● **INPUT FOR THIS TASK**:
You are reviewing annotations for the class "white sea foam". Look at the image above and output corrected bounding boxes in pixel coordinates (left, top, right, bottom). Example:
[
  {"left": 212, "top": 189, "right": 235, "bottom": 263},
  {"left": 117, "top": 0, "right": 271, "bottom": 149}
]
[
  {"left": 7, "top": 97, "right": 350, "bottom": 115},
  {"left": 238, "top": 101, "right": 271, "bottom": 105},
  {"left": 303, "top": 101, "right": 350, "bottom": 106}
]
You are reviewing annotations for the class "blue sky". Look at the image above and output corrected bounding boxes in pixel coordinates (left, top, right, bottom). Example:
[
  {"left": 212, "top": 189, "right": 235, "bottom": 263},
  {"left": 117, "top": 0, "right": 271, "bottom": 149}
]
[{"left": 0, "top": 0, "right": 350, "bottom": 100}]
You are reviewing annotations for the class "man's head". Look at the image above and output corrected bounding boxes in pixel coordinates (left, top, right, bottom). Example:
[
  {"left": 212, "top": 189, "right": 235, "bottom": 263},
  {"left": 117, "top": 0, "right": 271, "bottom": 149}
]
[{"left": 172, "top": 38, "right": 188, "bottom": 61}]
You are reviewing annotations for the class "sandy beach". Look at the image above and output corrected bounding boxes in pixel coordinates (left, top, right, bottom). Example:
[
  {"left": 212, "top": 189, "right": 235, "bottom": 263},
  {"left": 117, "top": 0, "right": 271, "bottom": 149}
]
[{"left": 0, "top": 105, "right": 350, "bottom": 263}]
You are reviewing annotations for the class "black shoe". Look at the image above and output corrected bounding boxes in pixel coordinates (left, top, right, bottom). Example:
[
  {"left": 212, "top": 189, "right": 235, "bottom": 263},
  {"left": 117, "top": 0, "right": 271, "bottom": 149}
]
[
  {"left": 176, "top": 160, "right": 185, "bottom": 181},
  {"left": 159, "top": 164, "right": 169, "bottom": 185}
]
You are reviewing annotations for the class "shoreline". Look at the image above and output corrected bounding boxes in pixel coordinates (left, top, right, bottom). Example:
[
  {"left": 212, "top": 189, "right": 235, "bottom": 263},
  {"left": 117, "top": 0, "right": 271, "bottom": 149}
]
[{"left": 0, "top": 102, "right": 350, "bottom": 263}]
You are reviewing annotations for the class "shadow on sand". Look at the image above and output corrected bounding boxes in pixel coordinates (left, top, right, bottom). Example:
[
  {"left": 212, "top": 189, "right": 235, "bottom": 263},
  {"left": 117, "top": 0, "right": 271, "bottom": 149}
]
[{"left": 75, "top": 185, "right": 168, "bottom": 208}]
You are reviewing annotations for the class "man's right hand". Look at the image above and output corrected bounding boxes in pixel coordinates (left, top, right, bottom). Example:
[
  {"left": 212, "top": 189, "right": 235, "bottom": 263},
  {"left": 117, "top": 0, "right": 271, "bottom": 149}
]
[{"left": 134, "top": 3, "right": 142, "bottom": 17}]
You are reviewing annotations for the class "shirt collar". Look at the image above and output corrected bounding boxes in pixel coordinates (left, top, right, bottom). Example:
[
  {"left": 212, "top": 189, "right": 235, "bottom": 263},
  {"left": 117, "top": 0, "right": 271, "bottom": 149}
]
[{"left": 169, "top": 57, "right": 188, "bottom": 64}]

● **YOUR INSTRUCTIONS**:
Please pull out every line of the material above that contains the string "bounding". Match case.

● **FULL SOLUTION**:
You are reviewing annotations for the class "white sea foam". Look at the image above and output corrected bounding boxes in pixel coordinates (left, top, right, bottom). Example:
You are reviewing annotations for the class "blue sky". Look at the image above and output corrected bounding boxes in pixel coordinates (left, top, right, bottom). Example:
You are reviewing annotations for the class "man's head". Look at the image above and output corrected bounding boxes in pixel coordinates (left, top, right, bottom). Example:
You are reviewing annotations for the class "sandy beach". Look at the image above and output corrected bounding boxes in pixel coordinates (left, top, right, bottom). Example:
You are reviewing annotations for the class "black shoe". Look at the image above and output corrected bounding boxes in pixel coordinates (left, top, right, bottom). Example:
You are reviewing annotations for the class "shoreline". Look at the image above and output corrected bounding boxes in pixel coordinates (left, top, right, bottom). Example:
You are reviewing annotations for the class "shadow on sand". Look at the image above and output corrected bounding boxes in pixel coordinates (left, top, right, bottom). Example:
You are reviewing annotations for the class "man's right hand". Look at the image above and output corrected bounding boxes in pixel coordinates (left, top, right, bottom). Example:
You are reviewing annotations for the class "shirt collar". Look at the image above and output corrected bounding boxes in pixel coordinates (left, top, right, bottom). Example:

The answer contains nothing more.